▶ TASK INSTRUCTIONS
An identical copy of every entry below is the required output.

Records from a data source
● ● ● ● ●

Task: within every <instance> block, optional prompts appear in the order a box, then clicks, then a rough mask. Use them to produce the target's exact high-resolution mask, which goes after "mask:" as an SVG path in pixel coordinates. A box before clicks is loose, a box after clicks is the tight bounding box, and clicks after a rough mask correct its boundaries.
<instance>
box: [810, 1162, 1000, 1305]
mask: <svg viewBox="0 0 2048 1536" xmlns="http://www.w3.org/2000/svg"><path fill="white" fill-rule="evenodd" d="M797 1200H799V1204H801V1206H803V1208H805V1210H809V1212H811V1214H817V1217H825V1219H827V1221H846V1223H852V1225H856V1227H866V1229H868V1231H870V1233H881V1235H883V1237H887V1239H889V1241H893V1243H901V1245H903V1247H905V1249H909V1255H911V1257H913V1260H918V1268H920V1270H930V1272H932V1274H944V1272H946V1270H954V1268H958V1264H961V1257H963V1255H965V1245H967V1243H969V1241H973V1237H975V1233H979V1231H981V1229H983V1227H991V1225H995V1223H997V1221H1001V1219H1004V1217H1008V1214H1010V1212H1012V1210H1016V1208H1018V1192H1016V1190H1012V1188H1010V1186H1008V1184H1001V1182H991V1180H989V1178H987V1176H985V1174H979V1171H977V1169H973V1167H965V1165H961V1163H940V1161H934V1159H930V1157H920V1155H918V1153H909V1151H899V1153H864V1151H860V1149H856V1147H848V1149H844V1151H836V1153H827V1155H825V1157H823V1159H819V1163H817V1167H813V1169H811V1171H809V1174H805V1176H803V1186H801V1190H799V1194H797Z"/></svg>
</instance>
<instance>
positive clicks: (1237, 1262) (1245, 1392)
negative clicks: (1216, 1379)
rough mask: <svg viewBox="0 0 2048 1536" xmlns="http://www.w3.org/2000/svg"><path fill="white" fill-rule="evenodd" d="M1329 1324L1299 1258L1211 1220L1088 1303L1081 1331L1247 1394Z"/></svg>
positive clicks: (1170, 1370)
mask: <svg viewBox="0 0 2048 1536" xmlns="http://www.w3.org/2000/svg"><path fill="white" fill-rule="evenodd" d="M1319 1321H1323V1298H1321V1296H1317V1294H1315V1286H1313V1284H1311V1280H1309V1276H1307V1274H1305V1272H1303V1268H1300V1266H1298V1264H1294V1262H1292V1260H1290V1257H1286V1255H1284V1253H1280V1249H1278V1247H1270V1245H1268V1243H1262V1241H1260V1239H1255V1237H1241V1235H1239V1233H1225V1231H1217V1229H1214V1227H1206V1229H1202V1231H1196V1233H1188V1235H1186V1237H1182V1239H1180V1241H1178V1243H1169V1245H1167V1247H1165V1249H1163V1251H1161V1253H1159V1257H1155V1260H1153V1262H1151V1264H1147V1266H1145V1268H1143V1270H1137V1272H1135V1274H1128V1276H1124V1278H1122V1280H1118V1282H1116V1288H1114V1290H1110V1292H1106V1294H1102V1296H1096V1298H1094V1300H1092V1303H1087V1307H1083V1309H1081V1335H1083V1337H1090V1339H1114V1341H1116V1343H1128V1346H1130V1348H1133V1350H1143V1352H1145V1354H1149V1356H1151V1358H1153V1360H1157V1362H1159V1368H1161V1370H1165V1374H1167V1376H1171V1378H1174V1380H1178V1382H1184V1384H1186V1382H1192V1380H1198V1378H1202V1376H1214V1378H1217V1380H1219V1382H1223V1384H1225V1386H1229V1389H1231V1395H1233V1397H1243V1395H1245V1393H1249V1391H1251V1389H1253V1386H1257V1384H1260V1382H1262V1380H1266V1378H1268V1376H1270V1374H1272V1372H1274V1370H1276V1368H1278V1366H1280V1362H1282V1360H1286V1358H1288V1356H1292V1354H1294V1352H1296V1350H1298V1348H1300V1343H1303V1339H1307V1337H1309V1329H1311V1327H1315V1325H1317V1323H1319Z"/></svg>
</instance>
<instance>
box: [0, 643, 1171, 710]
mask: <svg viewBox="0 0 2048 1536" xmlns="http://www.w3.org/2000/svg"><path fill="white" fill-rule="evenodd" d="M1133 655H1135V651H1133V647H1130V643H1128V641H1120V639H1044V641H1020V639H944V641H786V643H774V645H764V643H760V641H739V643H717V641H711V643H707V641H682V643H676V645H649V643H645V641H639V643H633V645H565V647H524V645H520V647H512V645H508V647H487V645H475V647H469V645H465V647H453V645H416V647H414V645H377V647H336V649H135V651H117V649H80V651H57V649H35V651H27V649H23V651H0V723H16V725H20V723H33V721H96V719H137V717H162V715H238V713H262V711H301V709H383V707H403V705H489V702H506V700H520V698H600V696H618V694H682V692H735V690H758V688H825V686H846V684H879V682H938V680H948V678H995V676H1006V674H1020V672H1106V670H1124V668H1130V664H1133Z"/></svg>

● ● ● ● ●

▶ ANSWER TO THIS PROBLEM
Task: within every <instance> block, optional prompts appear in the order a box, then clicks, then a rough mask. Use them to produce the target's exact high-resolution mask, which goes after "mask:" as an SVG path in pixel coordinates. A box before clicks is loose, a box after clicks is the tight bounding box, and clicks after a rough mask correct its boundaries.
<instance>
box: [810, 1162, 1000, 1305]
mask: <svg viewBox="0 0 2048 1536" xmlns="http://www.w3.org/2000/svg"><path fill="white" fill-rule="evenodd" d="M797 1200H799V1204H801V1206H803V1208H805V1210H809V1212H811V1214H817V1217H825V1219H827V1221H846V1223H852V1225H856V1227H866V1229H868V1231H870V1233H881V1235H883V1237H887V1239H889V1241H893V1243H901V1245H903V1247H905V1249H909V1255H911V1257H913V1260H918V1268H920V1270H930V1272H932V1274H944V1272H946V1270H954V1268H958V1264H961V1257H963V1255H965V1245H967V1243H969V1241H973V1237H975V1233H979V1231H981V1229H983V1227H991V1225H995V1223H997V1221H1001V1219H1004V1217H1008V1214H1010V1212H1012V1210H1016V1208H1018V1192H1016V1190H1012V1188H1010V1186H1008V1184H1001V1182H991V1180H989V1178H987V1176H985V1174H979V1171H977V1169H973V1167H965V1165H961V1163H940V1161H934V1159H930V1157H920V1155H918V1153H909V1151H899V1153H864V1151H860V1149H856V1147H848V1149H844V1151H836V1153H827V1155H825V1157H823V1159H819V1163H817V1167H813V1169H811V1171H809V1174H805V1176H803V1186H801V1190H799V1194H797Z"/></svg>
</instance>
<instance>
positive clicks: (1237, 1262) (1245, 1392)
negative clicks: (1216, 1379)
rough mask: <svg viewBox="0 0 2048 1536" xmlns="http://www.w3.org/2000/svg"><path fill="white" fill-rule="evenodd" d="M1329 1324L1299 1258L1211 1220L1088 1303L1081 1331L1247 1394Z"/></svg>
positive clicks: (1170, 1370)
mask: <svg viewBox="0 0 2048 1536" xmlns="http://www.w3.org/2000/svg"><path fill="white" fill-rule="evenodd" d="M1319 1321H1323V1298H1321V1296H1317V1294H1315V1286H1313V1284H1311V1280H1309V1276H1307V1274H1305V1272H1303V1268H1300V1266H1298V1264H1294V1262H1292V1260H1290V1257H1286V1255H1284V1253H1280V1249H1278V1247H1270V1245H1268V1243H1262V1241H1260V1239H1255V1237H1241V1235H1239V1233H1225V1231H1217V1229H1214V1227H1206V1229H1202V1231H1196V1233H1188V1235H1186V1237H1182V1239H1180V1241H1178V1243H1169V1245H1167V1247H1165V1249H1163V1251H1161V1253H1159V1257H1155V1260H1153V1262H1151V1264H1147V1266H1145V1268H1143V1270H1137V1272H1135V1274H1128V1276H1124V1278H1122V1280H1118V1282H1116V1288H1114V1290H1110V1292H1106V1294H1102V1296H1096V1298H1094V1300H1092V1303H1087V1307H1083V1309H1081V1335H1083V1337H1090V1339H1114V1341H1116V1343H1128V1346H1130V1348H1133V1350H1143V1352H1145V1354H1149V1356H1151V1358H1153V1360H1157V1362H1159V1368H1161V1370H1165V1374H1167V1376H1171V1378H1174V1380H1178V1382H1184V1384H1186V1382H1192V1380H1198V1378H1202V1376H1214V1378H1217V1380H1219V1382H1223V1384H1225V1386H1229V1389H1231V1395H1233V1397H1243V1395H1245V1393H1249V1391H1251V1389H1253V1386H1257V1384H1260V1382H1262V1380H1266V1378H1268V1376H1270V1374H1272V1372H1274V1370H1276V1368H1278V1366H1280V1362H1282V1360H1286V1358H1288V1356H1292V1354H1294V1352H1296V1350H1298V1348H1300V1343H1303V1339H1307V1337H1309V1329H1311V1327H1315V1325H1317V1323H1319Z"/></svg>
</instance>
<instance>
box: [0, 643, 1171, 710]
mask: <svg viewBox="0 0 2048 1536" xmlns="http://www.w3.org/2000/svg"><path fill="white" fill-rule="evenodd" d="M1133 655H1135V651H1133V647H1130V643H1128V641H1120V639H1044V641H1020V639H944V641H786V643H774V645H764V643H760V641H739V643H717V641H711V643H707V641H682V643H676V645H649V643H645V641H639V643H633V645H565V647H524V645H520V647H512V645H508V647H487V645H475V647H469V645H465V647H453V645H416V647H414V645H377V647H336V649H135V651H117V649H80V651H57V649H35V651H27V649H23V651H0V723H16V725H20V723H33V721H96V719H137V717H162V715H238V713H262V711H301V709H383V707H403V705H489V702H506V700H520V698H600V696H618V694H682V692H735V690H758V688H825V686H846V684H879V682H938V680H948V678H995V676H1006V674H1020V672H1106V670H1124V668H1130V664H1133Z"/></svg>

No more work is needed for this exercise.